§ Instruction A
Retype the stretch of the UPS-buying thread from "APC 650VA [5<10" through "under full load.", keeping every character as it appears.

§ Selected extract
━━━━━━━━━━━━━━━━━━━━━━━━━━━━━━

# Buying UPS tomorrow, suggestions...



## ithehappy (Apr 5, 2011)

I am buying an UPS tomorrow as my D-Link is more or less dead after 4½ years service. Anyway APC will be the brand, but I have planned for 800VA, would that be enough with my config? I don't need 30 or 20 minutes backup, 5 mins will more than enough.

Thanks in advance.


----------



## d3p (Apr 5, 2011)

ithehappy said:


> I am buying an UPS tomorrow as my D-Link is more or less dead after 4½ years service. Anyway APC will be the brand, but I have planned for 800VA, would that be enough with my config? I don't need 30 or 20 minutes backup, 5 mins will more than enough.
> 
> Thanks in advance.



As you have not mention the prices, i will list out all the models.

APC 600VA [5 mins backup] - 1800.00

APC 650VA [5<10 mins backup] - 2700.00

APC 800VA [15-20mins backup] - 3500.00

APC 1KVA [approx 30+ mins backup] - 5000.00

Numeric 800VA - 2500.00

Numeric 1KVA - 3500.00

As your requirements are pretty clear, IMO you should opt for min 800va of APC or Numeric. you will get approx 20mins under full load.


----------



## ithehappy (Apr 5, 2011)

Numeric? Are they better than APC? I want it for long run. and 20 mins is way more.
Thanks in advance.


----------



## d3p (Apr 5, 2011)

Nothings better than APC, but Numeric performs close.


----------



## ithehappy (Apr 5, 2011)

Thanks, the difference is big, 1k for a 800VA UPS....hmm...I've to think....confused..


----------



## khmadhu (Apr 5, 2011)

microtek and luminous  are also  good one when compared to Numeric.


----------



## saswat23 (Apr 5, 2011)

But whats ur budget??? And post ur full rig.


----------



## d3p (Apr 5, 2011)

saswat23 said:


> But whats ur budget??? And post ur full rig.



Dude, his rig is mentioned in his signature itself.

*i7 950►SABERTOOTH►4GB RAM►GTX560►500GB HD►TX650*

Intel i7 950 LGA1366, Asus X58 Sabertooth Mobo, Corsair XMS3 2X2GB 1600C9, Asus GTX560 Ti or MSI GTX560Ti, 500GB HDD & Corsair TX650.


----------



## ithehappy (Apr 5, 2011)

━━━━━━━━━━━━━━━━━━━━━━━━━━━━━━

§ Input rows
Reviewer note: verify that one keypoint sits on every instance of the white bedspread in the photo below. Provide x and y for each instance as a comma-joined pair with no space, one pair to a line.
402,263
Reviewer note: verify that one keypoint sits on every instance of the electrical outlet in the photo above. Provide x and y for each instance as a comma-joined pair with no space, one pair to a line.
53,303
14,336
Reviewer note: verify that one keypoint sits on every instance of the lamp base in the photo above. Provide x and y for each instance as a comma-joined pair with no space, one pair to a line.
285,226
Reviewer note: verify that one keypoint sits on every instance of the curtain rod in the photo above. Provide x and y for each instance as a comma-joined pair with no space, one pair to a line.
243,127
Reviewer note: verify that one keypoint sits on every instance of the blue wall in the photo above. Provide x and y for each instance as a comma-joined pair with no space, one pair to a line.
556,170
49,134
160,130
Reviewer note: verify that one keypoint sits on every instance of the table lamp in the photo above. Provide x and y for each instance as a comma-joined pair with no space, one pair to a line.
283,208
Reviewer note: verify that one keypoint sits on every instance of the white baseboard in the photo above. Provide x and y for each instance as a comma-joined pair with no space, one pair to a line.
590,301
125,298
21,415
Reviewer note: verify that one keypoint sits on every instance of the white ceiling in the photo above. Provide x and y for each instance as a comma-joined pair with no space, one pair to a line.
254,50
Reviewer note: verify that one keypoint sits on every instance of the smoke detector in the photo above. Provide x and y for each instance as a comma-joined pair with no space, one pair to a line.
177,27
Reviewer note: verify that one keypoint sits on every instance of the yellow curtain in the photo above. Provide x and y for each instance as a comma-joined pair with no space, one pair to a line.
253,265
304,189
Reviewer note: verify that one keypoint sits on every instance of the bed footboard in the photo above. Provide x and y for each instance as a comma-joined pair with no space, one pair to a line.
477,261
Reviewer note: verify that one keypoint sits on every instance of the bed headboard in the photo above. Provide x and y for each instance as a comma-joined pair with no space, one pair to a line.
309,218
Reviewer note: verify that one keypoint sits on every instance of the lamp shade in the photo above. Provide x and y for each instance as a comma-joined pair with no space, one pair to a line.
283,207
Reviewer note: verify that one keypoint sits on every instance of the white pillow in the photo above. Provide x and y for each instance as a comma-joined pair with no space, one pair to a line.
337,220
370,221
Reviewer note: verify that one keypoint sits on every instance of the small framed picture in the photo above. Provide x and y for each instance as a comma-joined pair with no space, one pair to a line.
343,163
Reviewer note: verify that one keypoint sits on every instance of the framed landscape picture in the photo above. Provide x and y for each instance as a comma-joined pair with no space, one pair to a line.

━━━━━━━━━━━━━━━━━━━━━━━━━━━━━━

§ Instruction B
Copy every row that contains the string "white". Case counts.

§ Answer A
APC 650VA [5<10 mins backup] - 2700.00

APC 800VA [15-20mins backup] - 3500.00

APC 1KVA [approx 30+ mins backup] - 5000.00

Numeric 800VA - 2500.00

Numeric 1KVA - 3500.00

As your requirements are pretty clear, IMO you should opt for min 800va of APC or Numeric. you will get approx 20mins under full load.

§ Answer B
Reviewer note: verify that one keypoint sits on every instance of the white bedspread in the photo below. Provide x and y for each instance as a comma-joined pair with no space, one pair to a line.
Reviewer note: verify that one keypoint sits on every instance of the white baseboard in the photo above. Provide x and y for each instance as a comma-joined pair with no space, one pair to a line.
Reviewer note: verify that one keypoint sits on every instance of the white ceiling in the photo above. Provide x and y for each instance as a comma-joined pair with no space, one pair to a line.
Reviewer note: verify that one keypoint sits on every instance of the white pillow in the photo above. Provide x and y for each instance as a comma-joined pair with no space, one pair to a line.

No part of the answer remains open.